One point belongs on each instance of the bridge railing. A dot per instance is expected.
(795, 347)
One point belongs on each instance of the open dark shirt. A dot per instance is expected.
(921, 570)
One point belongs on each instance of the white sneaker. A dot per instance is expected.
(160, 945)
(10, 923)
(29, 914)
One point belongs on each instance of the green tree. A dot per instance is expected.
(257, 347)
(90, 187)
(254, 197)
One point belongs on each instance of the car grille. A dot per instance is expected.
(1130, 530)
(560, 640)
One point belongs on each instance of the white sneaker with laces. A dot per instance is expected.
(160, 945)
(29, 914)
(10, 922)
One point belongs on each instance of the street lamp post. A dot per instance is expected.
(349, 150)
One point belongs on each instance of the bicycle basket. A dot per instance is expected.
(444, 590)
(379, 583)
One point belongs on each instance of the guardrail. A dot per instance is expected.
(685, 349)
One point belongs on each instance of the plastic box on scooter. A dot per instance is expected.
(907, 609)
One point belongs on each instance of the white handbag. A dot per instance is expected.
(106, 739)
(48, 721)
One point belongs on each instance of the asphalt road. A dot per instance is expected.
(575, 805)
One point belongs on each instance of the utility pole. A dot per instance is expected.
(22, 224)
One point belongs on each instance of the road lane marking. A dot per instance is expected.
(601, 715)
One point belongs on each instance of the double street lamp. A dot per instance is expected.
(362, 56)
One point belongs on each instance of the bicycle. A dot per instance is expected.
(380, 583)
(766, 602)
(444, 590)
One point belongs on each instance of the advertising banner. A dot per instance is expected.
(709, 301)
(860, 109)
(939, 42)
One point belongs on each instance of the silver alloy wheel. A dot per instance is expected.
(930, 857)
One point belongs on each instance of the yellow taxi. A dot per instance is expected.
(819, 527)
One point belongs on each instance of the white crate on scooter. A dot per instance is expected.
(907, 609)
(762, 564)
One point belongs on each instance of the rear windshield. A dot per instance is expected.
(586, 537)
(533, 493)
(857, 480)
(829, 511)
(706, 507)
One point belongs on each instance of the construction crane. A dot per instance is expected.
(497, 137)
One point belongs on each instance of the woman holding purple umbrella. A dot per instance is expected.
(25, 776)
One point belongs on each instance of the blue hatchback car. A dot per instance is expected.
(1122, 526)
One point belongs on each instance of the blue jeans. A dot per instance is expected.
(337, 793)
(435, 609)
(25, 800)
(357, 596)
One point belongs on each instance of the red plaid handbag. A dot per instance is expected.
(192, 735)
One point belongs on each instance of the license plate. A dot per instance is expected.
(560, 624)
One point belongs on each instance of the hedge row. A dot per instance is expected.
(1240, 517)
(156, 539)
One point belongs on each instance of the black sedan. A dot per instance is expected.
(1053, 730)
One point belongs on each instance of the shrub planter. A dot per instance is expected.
....
> Written exercise
Copy every one of the records above word for word.

> Expected answer
One point belongs on each instance of the bridge railing. A dot per instance is expected.
(795, 347)
One point belongs on each instance of the open dark shirt. A dot per instance is expected.
(921, 570)
One point belongs on each instance of the white sneaker. A dot per instance is expected.
(160, 945)
(10, 923)
(29, 914)
One point belongs on each instance of the green tree. A dot per instance is expected.
(257, 347)
(90, 187)
(254, 197)
One point belongs on each instance of the car grille. A dot per instance is expected.
(1130, 530)
(560, 640)
One point belongs on each instance of the white sneaker with laces. A dot per instance is expected.
(160, 945)
(29, 914)
(10, 922)
One point belongs on each instance of the street lamp post. A dot per instance is expected.
(349, 150)
One point belongs on each instance of the bicycle basket. A dot per instance is expected.
(444, 590)
(379, 583)
One point belongs on each instance of the guardrail. A dot per instance is expected.
(685, 349)
One point belongs on each instance of the plastic box on scooter. A dot per instance is expected.
(907, 609)
One point belongs on each instance of the white handbag. A dot per instance is expected.
(106, 739)
(48, 721)
One point belongs on each instance of the asphalt road. A dot per instance is expected.
(575, 805)
One point belongs on each instance of the utility pole. A dot per instance is expected.
(22, 224)
One point belongs on each instance of the road lane marking. A dot per instance is expected.
(601, 715)
One point belongs on each instance of the double street lamp. A dot per instance is expected.
(362, 56)
One point belongs on each instance of the bicycle. A dot per instance is expected.
(380, 583)
(766, 602)
(444, 590)
One point belongs on each instance of the advertising banner. A dot per instance is expected.
(709, 301)
(860, 109)
(939, 42)
One point belongs on each instance of the silver alloy wheel. A dot per instance is expected.
(930, 857)
One point belongs on each instance of the yellow taxi. A dot per instance is expected.
(819, 527)
One point belongs on each instance of the white crate on scooter. A dot per instance is expected.
(907, 609)
(762, 564)
One point belongs on each instance of the rear windshield. A dot per instance is expected.
(586, 537)
(533, 493)
(857, 480)
(829, 511)
(706, 507)
One point belongs on each instance of the construction crane. A dot per instance is expected.
(497, 137)
One point belongs on each instance of the woman holding purple umbrella. A dot per instance is expected.
(25, 776)
One point belongs on each instance of the blue hatchback car. A dot per instance is expected.
(1122, 526)
One point belongs on each instance of the blue jeans. A dot per instance is expected.
(337, 793)
(435, 609)
(25, 800)
(357, 596)
One point belongs on each instance of the red plaid handbag. A dot per instance is expected.
(192, 735)
One point belongs on each instance of the license plate. A dot per instance is expected.
(560, 624)
One point belongs on each instance of the hedge row. A dot per instance is expected.
(1240, 517)
(156, 539)
One point belongs on each instance of the black sedan. A dot per instance is expected.
(1053, 730)
One point belongs on each instance of the shrub planter. A dot per instance is expected.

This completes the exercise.